◆ TEXT TO READ

* Begin *

If it doesn’t say chef or something that relates to food, they just kick you out.

I haven’t got anywhere. I’m annoyed, though, that they there’s a lawless aspect in it.”

53 thoughts on “Working for nothing, accused of fraud, sent on unchanging CV courses: owned by the DWP when you’re older and unemployed

  1. I sympathize with ‘Ben’, I’ve never been in a Compliance situation that I can think of but I am a late 50s longterm unemployed man and I certainly know how it feels to be owned by the DWP, never left alone and constantly badgered either into applying for irrelevant unsuitable jobs or into endlessly doing pointless courses for the sake of it. The Department for Worry & Persecution wants to own your Soul. Still, at least we now have a Suicide Minister so that’s alright then.

  2. How this resonates with me! The complete and utter pointlessness of it all. I’m not claiming at present, but it’s quite possible that I will have to in the not too distant future, as unless I’m extremely fortunate, my age will count against me. It seems that Ben is still on the ‘legacy’ JSA, as he mentions having to visit the council to report change of circumstances due to temporary work. Given that, what he is experiencing from the DWP is indeed horrendous, and one only shudders to think what the situation would be if he were on UC.

    I was recently chatting with some acquaintances about the 35 hour job search requirement, which they thought totally ridiculous, and how this was going to affect people in work from next year, (relevant in this context as we were in the pub post Cardiff’s strike by TGI Friday’s, Wetherspoons, Uber, Deliveroo and McDonald’s workers for a £10 an hour minimum wage for the indoor workers, and a £5 per deilvery plus £1 a mile for the courier workers, who are likely to be profoundly affected by this phase of UC). AS we were discussing, it became apparent that the DWP has effectively no certain means to check the veracity of claimants’ worksearches, as, with the demise of Universal Jobmatch, mainly because it wasn’t GPDR compliant, and its replacement with Find a Job, which doesn’t allow DWP advisor access, (AFAIK) and the medium of reporting is still entirely up to the claimant. 35 hours is such a ridiculous amount, and anyway, could really only be justifiable if the amount of benefit matched the basic minimum wage.

    Ben also makes some very valuable comments about the job application process, and how it is all paperwork, with application forms that often include some bizarre forms of assessment. Whilst this might be justified in a minority of jobs, for the vast majority i suspect that the only reason these questions are included is to justify the existence of HR departments. Ben, like me, is old enough to remember an age when having to complete an application form was a rarity, and basically all one had to do was to contact the firm advertising the job, arrange an interview, and as often as not, an immediate decision was made one way or the other, with it being a norm to start on a month’s trial, (but unlike today, that was waged!). If, at the end of the month either side was unhappy, there was an amicable partition, and no serious sanction if it was the worker who decided to leave – I think there was a delay of about a fortnight instead of three days before a claim could be made – and I think even then, in cases of extreme need, Supplementary Benefit could be paid, but most didn’t bother – and even if Unemployment benefit were claimed, like as not you’d be back in work, before the claim was sorted out, as no-one seemed to spend that long as a claimant unless they really tried as there was just so much work about. Things didn’t really start to get bad until Thatcher, and that infamous poster with claims that ‘Labour isn’t working’ in reality referred to an unemployment level of about 1.5 million, so probably significantly less than now, but based on far more accurate means of counting the unemployed – under the Tories the way that unemployment figures were arrived at changed no less than 29 times between 1979 and 1989! It’s also quite important to remember that the Tories under Thatcher were encouraging doctors to sign people onto Incapacity Benefit so that they wouldn’t show up in the unemployment stats, totally contrary to what the Tories are doing now, which is attempting to scapegoat the sick and disabled for the 2008 financial crash.

* End *

◆ DATA SEGMENT
* Begin *

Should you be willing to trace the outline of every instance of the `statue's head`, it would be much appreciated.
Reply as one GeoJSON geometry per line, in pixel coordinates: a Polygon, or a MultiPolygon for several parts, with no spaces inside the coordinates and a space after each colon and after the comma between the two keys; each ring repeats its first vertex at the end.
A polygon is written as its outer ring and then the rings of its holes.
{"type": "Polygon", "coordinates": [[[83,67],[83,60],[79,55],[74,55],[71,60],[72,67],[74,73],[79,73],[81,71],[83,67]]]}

* End *

Extract the passage of the text on older unemployed people and the DWP that opens with the words containing "53 thoughts on" and closes with "that’s alright then.", copying it word for word. The listing is separate material that has nothing to do with the text on older unemployed people and the DWP.

◆ TASK RESULT
53 thoughts on “Working for nothing, accused of fraud, sent on unchanging CV courses: owned by the DWP when you’re older and unemployed

  1. I sympathize with ‘Ben’, I’ve never been in a Compliance situation that I can think of but I am a late 50s longterm unemployed man and I certainly know how it feels to be owned by the DWP, never left alone and constantly badgered either into applying for irrelevant unsuitable jobs or into endlessly doing pointless courses for the sake of it. The Department for Worry & Persecution wants to own your Soul. Still, at least we now have a Suicide Minister so that’s alright then.